# [Directive]
Can you duplicate everything in the float.h manual page from "The Linux implementation" down to "implemented on Linux."?

# [Extract to read]
>> start

'\" et
.TH float.h "0P" 2013 "IEEE/The Open Group" "POSIX Programmer's Manual"
.SH PROLOG
This manual page is part of the POSIX Programmer's Manual.
The Linux implementation of this interface may differ (consult
the corresponding Linux manual page for details of Linux behavior),
or the interface may not be implemented on Linux.

.EQ
delim $$
.EN
.SH NAME
float.h
\(em floating types
.SH SYNOPSIS
.LP
.nf
#include <float.h>
.fi
.SH DESCRIPTION
The functionality described on this reference page is aligned with the
ISO\ C standard. Any conflict between the requirements described here and the
ISO\ C standard is unintentional. This volume of POSIX.1\(hy2008 defers to the ISO\ C standard.
.P
The characteristics of floating types are defined in terms of a model
that describes a representation of floating-point numbers and values
that provide information about an implementation's floating-point
arithmetic.
.P
The following parameters are used to define the model for each
floating-point type:
.IP "\fIs\fP" 6
Sign (\(+-1).
.IP "\fIb\fP" 6
Base or radix of exponent representation (an integer >1).
.IP "\fIe\fP" 6
Exponent (an integer between a minimum $e_ min$ and a maximum
$e_ max$).
.IP "\fIp\fP" 6
Precision (the number of base\(mi\fIb\fP digits in the significand).
.IP "$f_ k$" 6
Non-negative integers less than
.IR b
(the significand digits).
.P
A floating-point number
.IR x
is defined by the following model:
.P
.EQ
x  " "  =  " "  sb"^" e" "  " "  sum from k=1 to p^  " "  f_ k" "  " "  b"^" " "-k ,
     " "  e_ min" "  " "  <=  " "  e  " "  <=  " "  e_ max" "
.EN
.P
In addition to normalized floating-point numbers ($f_ 1$>0 if
.IR x \(!=0),
floating types may be able to contain other kinds of floating-point
numbers, such as subnormal floating-point numbers (\c
.IR x \(!=0,
.IR e =\c
$e_ min$, $f_ 1$=0) and unnormalized floating-point numbers (\c
.IR x \(!=0,
.IR e >\c
$e_ min$, $f_ 1$=0), and values that are not floating-point
numbers, such as infinities and NaNs. A
.IR NaN
is an encoding signifying Not-a-Number. A
.IR "quiet NaN"

>> end

# [Stored records]
>> start

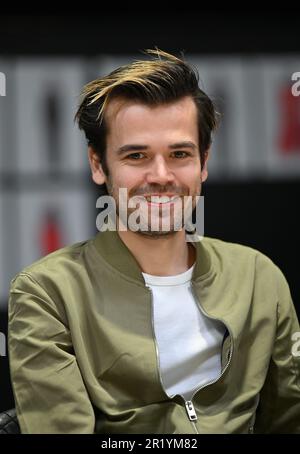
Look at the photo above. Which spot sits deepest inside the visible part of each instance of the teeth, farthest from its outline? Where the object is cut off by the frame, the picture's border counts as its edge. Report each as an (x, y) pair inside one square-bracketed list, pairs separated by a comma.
[(160, 199)]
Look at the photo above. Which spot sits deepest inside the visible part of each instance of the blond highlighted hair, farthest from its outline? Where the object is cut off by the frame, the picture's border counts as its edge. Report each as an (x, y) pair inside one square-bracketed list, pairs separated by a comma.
[(161, 78)]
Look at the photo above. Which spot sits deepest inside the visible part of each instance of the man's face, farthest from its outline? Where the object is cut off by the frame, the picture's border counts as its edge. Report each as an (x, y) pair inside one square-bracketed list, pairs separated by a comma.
[(152, 151)]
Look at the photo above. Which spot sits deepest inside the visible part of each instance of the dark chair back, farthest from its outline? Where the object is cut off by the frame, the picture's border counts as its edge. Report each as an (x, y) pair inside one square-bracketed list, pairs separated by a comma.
[(9, 422)]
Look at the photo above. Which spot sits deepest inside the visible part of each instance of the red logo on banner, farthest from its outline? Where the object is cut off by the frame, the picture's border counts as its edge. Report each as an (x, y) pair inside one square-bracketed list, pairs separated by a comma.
[(289, 139)]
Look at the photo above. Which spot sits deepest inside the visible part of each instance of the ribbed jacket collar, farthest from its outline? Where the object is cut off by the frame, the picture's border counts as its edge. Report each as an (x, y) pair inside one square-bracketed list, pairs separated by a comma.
[(114, 251)]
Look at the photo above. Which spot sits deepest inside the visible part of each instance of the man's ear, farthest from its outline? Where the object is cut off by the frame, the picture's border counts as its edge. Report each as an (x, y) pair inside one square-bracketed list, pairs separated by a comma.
[(204, 170), (98, 175)]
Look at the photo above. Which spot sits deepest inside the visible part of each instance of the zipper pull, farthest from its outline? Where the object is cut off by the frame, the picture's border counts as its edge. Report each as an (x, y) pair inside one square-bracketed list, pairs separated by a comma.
[(190, 409)]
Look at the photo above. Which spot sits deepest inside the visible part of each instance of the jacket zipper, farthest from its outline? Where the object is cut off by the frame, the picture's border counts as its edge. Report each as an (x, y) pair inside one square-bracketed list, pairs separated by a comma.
[(189, 406)]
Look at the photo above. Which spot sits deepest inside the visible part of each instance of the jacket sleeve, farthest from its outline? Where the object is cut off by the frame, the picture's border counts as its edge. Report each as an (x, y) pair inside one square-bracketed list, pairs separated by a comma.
[(50, 395), (279, 408)]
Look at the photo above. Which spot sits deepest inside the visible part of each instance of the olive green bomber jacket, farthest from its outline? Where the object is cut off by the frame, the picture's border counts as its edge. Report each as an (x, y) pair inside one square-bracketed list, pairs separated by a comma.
[(83, 354)]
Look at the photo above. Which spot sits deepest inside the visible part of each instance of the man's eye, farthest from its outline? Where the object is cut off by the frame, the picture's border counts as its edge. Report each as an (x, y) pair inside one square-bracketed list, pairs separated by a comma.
[(135, 156), (180, 154)]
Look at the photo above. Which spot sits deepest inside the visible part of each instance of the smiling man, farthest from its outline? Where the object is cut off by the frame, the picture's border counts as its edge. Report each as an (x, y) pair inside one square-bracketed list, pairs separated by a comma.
[(139, 330)]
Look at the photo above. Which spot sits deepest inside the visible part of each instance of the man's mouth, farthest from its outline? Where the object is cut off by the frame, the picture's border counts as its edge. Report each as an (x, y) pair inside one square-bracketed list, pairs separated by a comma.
[(159, 200)]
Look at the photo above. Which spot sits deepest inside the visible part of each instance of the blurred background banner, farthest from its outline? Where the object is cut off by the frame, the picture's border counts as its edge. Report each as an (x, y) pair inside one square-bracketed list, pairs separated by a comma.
[(245, 62)]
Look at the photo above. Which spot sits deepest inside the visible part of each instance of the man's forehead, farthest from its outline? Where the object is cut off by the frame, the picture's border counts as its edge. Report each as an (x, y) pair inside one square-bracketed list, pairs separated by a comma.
[(122, 104)]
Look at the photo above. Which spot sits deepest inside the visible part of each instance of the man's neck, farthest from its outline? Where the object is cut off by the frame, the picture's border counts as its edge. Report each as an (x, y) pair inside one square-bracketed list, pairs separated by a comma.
[(161, 256)]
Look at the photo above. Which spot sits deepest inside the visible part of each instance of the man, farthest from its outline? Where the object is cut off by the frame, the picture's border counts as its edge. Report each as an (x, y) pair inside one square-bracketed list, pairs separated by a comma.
[(140, 330)]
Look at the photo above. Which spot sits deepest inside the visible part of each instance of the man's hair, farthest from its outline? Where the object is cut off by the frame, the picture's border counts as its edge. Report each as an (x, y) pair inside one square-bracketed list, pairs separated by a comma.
[(161, 79)]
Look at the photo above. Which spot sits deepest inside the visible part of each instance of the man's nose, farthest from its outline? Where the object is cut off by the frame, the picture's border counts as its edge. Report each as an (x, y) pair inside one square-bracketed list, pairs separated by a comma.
[(159, 171)]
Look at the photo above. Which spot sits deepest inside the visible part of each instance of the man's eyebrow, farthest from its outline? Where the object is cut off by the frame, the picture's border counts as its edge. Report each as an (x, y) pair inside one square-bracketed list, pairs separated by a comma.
[(131, 147), (140, 147), (184, 144)]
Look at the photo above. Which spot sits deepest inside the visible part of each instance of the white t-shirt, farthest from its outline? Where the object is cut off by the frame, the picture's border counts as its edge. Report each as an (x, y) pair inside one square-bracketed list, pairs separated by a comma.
[(189, 343)]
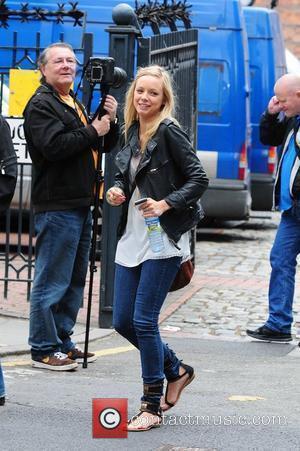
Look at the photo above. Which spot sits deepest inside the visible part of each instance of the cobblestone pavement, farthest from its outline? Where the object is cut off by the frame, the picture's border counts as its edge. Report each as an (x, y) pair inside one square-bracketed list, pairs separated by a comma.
[(233, 270)]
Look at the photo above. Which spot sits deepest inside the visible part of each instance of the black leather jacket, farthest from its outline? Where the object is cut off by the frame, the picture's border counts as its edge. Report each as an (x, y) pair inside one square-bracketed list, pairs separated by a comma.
[(275, 130), (60, 148), (169, 170)]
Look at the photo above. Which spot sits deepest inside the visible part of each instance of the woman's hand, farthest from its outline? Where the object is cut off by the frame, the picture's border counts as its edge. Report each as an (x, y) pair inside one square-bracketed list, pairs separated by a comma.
[(115, 196), (152, 207)]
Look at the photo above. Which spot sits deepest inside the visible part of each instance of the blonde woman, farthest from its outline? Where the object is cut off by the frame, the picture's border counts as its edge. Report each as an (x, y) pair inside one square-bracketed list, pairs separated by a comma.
[(158, 163)]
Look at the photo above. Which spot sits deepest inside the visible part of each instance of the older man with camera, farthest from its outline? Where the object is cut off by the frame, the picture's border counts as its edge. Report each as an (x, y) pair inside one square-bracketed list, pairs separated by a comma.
[(62, 147)]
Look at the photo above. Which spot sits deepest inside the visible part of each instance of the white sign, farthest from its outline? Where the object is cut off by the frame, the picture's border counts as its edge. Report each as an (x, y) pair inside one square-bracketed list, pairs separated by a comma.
[(18, 138)]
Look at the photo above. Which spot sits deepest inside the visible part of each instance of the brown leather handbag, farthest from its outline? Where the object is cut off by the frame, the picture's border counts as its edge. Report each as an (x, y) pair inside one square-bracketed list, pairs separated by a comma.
[(184, 275)]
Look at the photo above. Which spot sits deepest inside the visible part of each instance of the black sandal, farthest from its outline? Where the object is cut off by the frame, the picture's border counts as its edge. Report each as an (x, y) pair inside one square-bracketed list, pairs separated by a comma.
[(188, 370), (149, 407)]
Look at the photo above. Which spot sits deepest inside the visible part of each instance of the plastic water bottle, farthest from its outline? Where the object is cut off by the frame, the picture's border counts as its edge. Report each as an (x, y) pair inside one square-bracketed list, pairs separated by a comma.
[(155, 234)]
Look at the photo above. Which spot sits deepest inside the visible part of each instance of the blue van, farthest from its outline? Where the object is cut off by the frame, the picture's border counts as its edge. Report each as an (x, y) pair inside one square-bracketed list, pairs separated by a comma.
[(223, 107), (267, 64)]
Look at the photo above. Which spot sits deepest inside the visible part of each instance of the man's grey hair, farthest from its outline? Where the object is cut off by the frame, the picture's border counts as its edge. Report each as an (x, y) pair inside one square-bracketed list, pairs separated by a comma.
[(43, 58)]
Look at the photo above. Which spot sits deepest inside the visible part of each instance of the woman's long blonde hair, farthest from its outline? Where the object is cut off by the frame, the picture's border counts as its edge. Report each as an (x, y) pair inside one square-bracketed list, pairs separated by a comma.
[(168, 106)]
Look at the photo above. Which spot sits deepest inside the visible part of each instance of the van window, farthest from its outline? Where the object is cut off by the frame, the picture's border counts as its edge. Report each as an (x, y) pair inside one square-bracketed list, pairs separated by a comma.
[(213, 87)]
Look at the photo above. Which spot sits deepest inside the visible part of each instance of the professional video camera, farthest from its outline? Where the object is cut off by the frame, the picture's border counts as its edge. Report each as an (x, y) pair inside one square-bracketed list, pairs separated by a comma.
[(104, 71)]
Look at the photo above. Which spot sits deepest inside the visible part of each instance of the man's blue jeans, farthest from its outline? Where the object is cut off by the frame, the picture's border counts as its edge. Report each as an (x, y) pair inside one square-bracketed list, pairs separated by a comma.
[(2, 386), (283, 257), (62, 255), (138, 297)]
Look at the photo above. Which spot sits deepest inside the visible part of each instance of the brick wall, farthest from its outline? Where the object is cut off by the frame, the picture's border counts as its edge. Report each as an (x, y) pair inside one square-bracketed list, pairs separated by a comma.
[(289, 11)]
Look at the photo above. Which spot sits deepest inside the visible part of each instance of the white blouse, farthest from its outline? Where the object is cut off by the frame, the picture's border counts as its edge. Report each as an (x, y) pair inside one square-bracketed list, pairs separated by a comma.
[(133, 247)]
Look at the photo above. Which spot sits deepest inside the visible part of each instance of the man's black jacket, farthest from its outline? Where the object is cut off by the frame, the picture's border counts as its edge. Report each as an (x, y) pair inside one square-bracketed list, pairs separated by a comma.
[(60, 148), (169, 170), (275, 131)]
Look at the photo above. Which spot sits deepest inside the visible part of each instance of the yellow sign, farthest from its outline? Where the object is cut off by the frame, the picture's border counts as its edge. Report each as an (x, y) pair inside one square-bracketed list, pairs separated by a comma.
[(22, 85)]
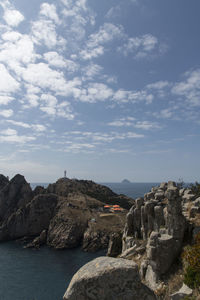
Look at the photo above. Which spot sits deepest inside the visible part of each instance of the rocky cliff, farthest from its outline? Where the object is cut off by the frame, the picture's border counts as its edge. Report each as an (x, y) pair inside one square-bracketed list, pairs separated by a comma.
[(66, 214), (157, 227)]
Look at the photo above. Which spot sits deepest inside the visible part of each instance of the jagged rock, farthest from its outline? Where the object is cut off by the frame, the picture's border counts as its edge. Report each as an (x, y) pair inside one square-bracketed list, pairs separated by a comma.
[(171, 184), (108, 278), (64, 186), (95, 240), (115, 245), (3, 181), (182, 293), (31, 219), (163, 186), (38, 241), (129, 252), (14, 195), (39, 190)]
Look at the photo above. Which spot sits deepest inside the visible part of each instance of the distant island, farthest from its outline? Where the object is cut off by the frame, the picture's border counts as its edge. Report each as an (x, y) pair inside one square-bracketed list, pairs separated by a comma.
[(126, 181)]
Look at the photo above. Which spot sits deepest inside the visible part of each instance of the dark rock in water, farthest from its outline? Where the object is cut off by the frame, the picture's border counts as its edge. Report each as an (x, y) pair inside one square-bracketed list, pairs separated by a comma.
[(31, 219), (125, 181), (115, 245), (65, 186), (107, 278), (3, 181), (14, 195)]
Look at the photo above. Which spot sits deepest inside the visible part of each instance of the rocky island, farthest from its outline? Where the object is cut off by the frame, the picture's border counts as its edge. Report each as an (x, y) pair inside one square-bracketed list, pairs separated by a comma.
[(153, 243), (160, 252), (67, 214)]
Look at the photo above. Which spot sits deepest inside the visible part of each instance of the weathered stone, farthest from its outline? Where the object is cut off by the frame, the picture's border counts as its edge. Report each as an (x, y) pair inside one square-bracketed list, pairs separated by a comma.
[(159, 217), (139, 202), (129, 252), (3, 181), (30, 220), (14, 195), (115, 245), (163, 186), (171, 184), (183, 292), (127, 242), (108, 278)]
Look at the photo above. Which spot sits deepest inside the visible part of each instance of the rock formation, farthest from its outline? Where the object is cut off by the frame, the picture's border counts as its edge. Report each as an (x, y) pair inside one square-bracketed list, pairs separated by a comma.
[(108, 278), (66, 214), (159, 222)]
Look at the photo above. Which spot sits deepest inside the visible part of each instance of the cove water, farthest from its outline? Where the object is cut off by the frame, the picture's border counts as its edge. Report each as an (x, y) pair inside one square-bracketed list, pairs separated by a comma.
[(29, 274)]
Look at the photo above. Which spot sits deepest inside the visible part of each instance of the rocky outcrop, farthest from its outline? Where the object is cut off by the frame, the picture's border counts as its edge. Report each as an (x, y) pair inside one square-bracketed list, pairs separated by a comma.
[(184, 292), (158, 220), (31, 219), (14, 195), (108, 278), (115, 245), (64, 215), (3, 181), (64, 186)]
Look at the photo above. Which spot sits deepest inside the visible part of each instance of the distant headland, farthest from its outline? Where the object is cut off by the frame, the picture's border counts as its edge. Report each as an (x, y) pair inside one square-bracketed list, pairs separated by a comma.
[(125, 181)]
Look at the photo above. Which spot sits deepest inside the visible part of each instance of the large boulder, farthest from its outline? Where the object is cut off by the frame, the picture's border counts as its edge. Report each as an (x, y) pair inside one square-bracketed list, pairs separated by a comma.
[(107, 278), (3, 181), (31, 219), (14, 195)]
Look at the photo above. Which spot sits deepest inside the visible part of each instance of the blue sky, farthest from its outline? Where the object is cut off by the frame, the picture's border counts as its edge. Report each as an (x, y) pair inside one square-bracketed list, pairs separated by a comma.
[(105, 89)]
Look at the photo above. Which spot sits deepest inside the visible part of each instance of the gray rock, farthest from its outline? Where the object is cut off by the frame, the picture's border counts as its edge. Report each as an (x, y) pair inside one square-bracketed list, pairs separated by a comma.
[(108, 279), (13, 195), (3, 181), (171, 184), (183, 292), (115, 245), (30, 220)]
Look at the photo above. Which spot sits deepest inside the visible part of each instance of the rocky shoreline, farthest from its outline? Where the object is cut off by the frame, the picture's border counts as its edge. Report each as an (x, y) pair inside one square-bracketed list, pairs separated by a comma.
[(144, 238), (67, 214), (156, 230)]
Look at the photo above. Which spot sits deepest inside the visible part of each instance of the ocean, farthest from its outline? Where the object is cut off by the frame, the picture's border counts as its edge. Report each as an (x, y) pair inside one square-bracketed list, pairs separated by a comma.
[(29, 274)]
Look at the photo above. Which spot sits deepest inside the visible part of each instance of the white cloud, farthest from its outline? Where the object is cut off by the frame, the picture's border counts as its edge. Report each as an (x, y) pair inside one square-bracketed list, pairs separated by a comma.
[(123, 96), (96, 41), (158, 85), (7, 83), (107, 33), (13, 17), (53, 108), (189, 88), (146, 125), (95, 92), (92, 53), (7, 113), (49, 11), (5, 99), (17, 51), (92, 70), (11, 136), (57, 60), (140, 47), (36, 127)]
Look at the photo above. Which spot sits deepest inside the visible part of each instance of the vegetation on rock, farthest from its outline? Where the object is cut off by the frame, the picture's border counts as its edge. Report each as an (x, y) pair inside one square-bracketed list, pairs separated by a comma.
[(191, 260)]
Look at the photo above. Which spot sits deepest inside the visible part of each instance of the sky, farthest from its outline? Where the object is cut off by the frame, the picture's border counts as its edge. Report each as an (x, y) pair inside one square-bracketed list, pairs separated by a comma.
[(105, 90)]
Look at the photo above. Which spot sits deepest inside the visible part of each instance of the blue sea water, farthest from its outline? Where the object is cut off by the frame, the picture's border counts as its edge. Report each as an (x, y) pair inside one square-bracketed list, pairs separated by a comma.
[(28, 274)]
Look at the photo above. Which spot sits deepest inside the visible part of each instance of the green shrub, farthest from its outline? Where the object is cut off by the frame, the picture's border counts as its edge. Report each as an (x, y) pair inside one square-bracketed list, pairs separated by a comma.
[(191, 260), (192, 277), (195, 189)]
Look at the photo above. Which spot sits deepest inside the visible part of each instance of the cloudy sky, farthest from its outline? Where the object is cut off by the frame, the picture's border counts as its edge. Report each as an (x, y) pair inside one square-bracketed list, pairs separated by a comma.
[(105, 89)]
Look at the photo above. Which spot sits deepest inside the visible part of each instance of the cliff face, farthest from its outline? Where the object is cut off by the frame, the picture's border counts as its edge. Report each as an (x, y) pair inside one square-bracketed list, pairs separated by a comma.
[(65, 215), (155, 229)]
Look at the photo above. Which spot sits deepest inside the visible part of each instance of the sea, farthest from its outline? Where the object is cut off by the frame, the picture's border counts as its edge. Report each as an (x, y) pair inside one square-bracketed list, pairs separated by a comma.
[(44, 274)]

>> end

# [Solution to this task]
The Linux implementation of this interface may differ (consult
the corresponding Linux manual page for details of Linux behavior),
or the interface may not be implemented on Linux.